EXERCISE DESCRIPTION:
Please go through the material below and copy out every line that contains the string "laptop".

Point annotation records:
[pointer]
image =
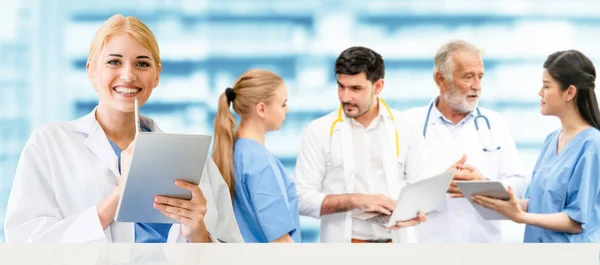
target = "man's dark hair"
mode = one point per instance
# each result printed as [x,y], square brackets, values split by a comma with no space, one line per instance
[356,60]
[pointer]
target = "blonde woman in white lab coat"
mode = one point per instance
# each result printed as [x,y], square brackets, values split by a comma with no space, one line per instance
[67,184]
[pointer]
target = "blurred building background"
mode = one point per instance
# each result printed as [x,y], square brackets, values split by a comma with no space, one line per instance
[206,44]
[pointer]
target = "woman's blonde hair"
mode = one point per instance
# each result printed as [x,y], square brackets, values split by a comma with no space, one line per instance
[120,24]
[252,87]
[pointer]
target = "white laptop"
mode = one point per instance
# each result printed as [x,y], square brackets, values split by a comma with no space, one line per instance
[159,159]
[424,196]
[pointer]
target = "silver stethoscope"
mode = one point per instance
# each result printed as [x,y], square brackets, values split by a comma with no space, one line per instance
[478,116]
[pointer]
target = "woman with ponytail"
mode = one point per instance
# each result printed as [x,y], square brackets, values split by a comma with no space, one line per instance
[264,195]
[563,204]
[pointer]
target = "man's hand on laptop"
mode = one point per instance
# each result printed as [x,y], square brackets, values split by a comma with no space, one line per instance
[373,203]
[421,217]
[464,173]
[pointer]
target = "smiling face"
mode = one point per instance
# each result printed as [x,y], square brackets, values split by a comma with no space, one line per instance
[553,100]
[123,70]
[357,94]
[462,91]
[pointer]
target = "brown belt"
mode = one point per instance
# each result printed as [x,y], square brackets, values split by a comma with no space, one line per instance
[355,240]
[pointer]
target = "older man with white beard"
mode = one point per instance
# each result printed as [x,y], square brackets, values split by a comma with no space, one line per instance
[454,126]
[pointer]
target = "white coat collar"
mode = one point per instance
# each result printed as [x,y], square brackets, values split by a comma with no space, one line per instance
[97,141]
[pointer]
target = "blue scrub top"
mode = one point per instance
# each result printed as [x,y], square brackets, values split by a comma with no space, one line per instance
[567,182]
[261,186]
[145,232]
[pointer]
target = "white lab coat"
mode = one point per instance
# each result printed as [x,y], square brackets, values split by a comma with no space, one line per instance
[325,165]
[67,168]
[458,221]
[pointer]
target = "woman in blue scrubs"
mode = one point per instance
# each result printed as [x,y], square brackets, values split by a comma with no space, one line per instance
[264,195]
[563,204]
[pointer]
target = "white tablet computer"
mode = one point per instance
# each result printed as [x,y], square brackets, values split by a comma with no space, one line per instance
[159,159]
[424,196]
[489,188]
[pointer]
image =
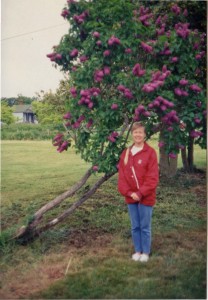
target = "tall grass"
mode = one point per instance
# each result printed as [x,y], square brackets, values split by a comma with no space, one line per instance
[29,131]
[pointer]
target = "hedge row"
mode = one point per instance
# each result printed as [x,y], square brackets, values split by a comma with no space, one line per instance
[29,131]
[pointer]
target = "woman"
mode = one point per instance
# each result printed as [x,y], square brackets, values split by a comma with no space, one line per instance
[137,181]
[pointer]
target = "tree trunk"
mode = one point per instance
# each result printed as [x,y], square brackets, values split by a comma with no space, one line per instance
[184,159]
[188,158]
[167,165]
[29,232]
[191,154]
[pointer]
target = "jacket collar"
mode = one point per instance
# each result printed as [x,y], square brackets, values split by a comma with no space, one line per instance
[145,148]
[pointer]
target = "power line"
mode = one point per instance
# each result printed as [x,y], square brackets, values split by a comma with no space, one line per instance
[27,33]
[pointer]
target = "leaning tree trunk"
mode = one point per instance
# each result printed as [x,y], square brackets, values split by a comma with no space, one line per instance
[35,228]
[167,165]
[187,155]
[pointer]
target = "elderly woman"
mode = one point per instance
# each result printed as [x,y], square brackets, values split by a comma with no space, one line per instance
[137,181]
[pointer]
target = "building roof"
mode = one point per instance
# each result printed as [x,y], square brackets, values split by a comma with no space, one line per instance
[27,108]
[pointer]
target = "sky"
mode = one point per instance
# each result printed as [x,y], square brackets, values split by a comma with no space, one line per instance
[29,30]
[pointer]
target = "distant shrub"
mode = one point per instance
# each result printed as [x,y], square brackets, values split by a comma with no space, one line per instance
[29,131]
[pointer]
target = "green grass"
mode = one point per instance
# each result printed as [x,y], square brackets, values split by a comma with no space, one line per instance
[96,240]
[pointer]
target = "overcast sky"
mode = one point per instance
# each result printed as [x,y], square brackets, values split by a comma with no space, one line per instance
[30,28]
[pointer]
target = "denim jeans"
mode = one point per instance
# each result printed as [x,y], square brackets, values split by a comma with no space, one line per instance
[141,217]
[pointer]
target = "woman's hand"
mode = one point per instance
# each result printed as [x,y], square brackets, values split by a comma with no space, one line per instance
[135,197]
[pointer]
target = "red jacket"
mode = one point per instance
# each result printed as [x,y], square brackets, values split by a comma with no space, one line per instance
[142,178]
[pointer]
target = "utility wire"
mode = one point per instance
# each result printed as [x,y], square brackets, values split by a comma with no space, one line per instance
[27,33]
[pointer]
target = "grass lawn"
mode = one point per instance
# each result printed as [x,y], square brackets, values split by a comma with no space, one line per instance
[89,255]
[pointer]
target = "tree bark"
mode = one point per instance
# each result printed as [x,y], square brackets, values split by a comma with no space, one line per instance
[191,154]
[32,231]
[37,217]
[184,160]
[167,165]
[187,155]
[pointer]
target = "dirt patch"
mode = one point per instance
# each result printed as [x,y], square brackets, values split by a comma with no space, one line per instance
[26,279]
[177,241]
[86,238]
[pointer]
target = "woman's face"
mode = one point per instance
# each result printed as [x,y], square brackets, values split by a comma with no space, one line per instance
[139,135]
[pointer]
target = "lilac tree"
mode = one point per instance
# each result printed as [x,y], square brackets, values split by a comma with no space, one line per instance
[126,63]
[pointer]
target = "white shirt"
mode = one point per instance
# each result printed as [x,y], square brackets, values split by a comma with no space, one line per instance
[135,149]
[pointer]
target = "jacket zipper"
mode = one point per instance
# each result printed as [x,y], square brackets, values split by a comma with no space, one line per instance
[134,173]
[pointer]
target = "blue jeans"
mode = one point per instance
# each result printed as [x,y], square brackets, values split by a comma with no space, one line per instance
[141,217]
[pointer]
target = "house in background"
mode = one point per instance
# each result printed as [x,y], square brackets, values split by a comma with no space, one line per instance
[24,113]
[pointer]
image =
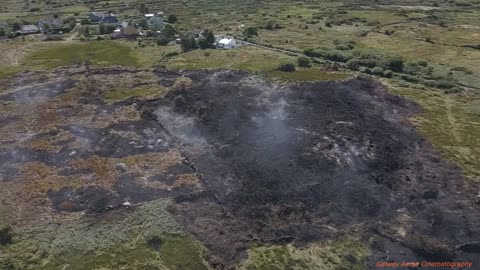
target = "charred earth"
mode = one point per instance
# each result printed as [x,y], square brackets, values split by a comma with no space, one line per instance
[247,162]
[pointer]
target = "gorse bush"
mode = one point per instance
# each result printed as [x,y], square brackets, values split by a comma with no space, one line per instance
[288,67]
[303,61]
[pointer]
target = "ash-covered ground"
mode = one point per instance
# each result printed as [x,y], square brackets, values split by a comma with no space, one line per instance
[248,162]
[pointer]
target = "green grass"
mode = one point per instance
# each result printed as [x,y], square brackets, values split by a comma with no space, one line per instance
[95,52]
[451,123]
[346,253]
[110,242]
[116,95]
[6,71]
[244,58]
[309,75]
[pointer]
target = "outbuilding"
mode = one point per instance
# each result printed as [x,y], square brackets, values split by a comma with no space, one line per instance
[227,43]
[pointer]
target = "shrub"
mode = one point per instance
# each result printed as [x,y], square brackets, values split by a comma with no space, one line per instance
[388,74]
[163,40]
[365,70]
[288,67]
[431,248]
[344,47]
[250,32]
[171,54]
[395,64]
[270,25]
[172,18]
[303,61]
[155,242]
[5,235]
[378,71]
[188,42]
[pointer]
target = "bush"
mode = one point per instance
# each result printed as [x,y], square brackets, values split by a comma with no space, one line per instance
[388,74]
[163,40]
[378,71]
[188,42]
[365,70]
[171,54]
[250,32]
[5,235]
[288,67]
[172,18]
[344,47]
[303,61]
[155,242]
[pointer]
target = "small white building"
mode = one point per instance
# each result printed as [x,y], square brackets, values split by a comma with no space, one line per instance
[227,43]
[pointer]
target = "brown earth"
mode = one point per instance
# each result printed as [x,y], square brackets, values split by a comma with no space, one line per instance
[247,161]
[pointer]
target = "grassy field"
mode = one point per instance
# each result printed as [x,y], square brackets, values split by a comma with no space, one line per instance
[245,58]
[95,52]
[451,123]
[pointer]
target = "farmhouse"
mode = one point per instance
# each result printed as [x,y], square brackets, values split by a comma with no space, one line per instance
[155,22]
[100,17]
[51,25]
[29,29]
[126,30]
[226,43]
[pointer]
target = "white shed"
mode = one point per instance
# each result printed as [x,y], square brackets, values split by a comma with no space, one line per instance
[227,43]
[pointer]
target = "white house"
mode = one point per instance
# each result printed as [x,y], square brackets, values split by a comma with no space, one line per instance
[227,43]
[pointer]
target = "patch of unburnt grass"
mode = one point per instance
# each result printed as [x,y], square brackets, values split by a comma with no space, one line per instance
[119,239]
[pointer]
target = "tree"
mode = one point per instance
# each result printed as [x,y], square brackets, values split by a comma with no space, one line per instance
[16,26]
[378,71]
[162,40]
[143,8]
[210,36]
[188,42]
[143,23]
[250,32]
[288,67]
[172,18]
[303,61]
[5,235]
[203,43]
[270,25]
[101,29]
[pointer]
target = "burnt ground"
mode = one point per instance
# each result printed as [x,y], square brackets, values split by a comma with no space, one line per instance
[247,162]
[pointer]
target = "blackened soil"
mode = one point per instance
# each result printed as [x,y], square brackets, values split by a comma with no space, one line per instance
[286,163]
[249,163]
[40,92]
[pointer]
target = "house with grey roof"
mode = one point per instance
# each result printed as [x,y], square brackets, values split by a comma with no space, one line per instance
[155,23]
[51,25]
[100,17]
[29,29]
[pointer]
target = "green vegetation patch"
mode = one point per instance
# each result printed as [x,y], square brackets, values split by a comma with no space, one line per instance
[95,52]
[451,123]
[116,95]
[346,253]
[309,75]
[116,240]
[245,58]
[6,71]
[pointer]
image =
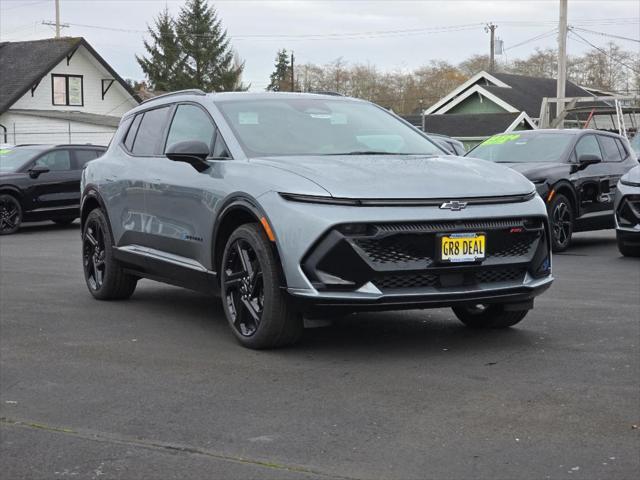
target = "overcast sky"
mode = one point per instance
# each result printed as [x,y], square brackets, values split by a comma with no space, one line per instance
[391,34]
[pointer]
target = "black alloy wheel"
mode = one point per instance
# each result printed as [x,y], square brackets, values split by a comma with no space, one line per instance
[258,308]
[106,278]
[10,214]
[94,253]
[244,288]
[561,219]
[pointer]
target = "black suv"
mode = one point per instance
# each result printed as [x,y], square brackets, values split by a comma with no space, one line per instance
[574,171]
[42,182]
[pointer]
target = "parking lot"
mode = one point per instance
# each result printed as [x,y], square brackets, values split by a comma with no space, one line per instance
[157,385]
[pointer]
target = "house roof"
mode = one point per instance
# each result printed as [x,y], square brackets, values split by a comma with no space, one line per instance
[515,92]
[474,125]
[24,64]
[83,117]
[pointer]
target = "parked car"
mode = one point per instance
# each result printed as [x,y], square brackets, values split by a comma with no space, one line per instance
[635,144]
[291,204]
[574,171]
[450,145]
[41,182]
[627,213]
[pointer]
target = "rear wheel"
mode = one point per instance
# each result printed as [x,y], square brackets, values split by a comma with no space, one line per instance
[10,214]
[627,250]
[488,316]
[258,310]
[105,277]
[561,220]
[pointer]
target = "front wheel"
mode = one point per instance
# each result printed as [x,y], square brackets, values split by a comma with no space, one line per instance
[10,214]
[488,316]
[561,220]
[627,250]
[105,277]
[258,310]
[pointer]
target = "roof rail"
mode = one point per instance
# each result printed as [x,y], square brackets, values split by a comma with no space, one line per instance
[326,92]
[191,91]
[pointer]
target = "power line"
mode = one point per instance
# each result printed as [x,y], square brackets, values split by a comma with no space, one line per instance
[533,39]
[603,34]
[587,42]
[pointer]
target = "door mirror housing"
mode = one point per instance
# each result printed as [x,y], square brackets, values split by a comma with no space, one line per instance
[37,170]
[585,160]
[194,153]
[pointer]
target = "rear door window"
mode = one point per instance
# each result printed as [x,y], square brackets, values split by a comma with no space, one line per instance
[84,156]
[588,145]
[150,132]
[191,123]
[131,134]
[611,151]
[56,161]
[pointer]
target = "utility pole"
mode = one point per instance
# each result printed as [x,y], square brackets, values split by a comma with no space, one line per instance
[491,28]
[562,60]
[293,82]
[57,18]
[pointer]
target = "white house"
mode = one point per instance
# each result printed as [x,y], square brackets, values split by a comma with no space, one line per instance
[59,91]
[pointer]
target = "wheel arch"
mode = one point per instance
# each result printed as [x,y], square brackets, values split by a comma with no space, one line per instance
[236,212]
[565,188]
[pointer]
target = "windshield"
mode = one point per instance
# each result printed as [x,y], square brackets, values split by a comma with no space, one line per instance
[309,126]
[523,147]
[11,159]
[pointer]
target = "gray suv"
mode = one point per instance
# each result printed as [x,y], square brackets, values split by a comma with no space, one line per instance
[296,204]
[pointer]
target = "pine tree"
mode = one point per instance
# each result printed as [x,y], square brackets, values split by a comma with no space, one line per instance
[281,76]
[164,64]
[210,63]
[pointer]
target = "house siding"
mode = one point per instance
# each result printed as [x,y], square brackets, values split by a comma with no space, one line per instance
[32,129]
[117,101]
[474,105]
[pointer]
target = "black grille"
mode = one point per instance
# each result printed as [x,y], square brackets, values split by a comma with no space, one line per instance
[392,282]
[463,225]
[397,249]
[409,281]
[499,275]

ANSWER FOR THE TASK:
target = "white laptop"
target = "man's hand on laptop"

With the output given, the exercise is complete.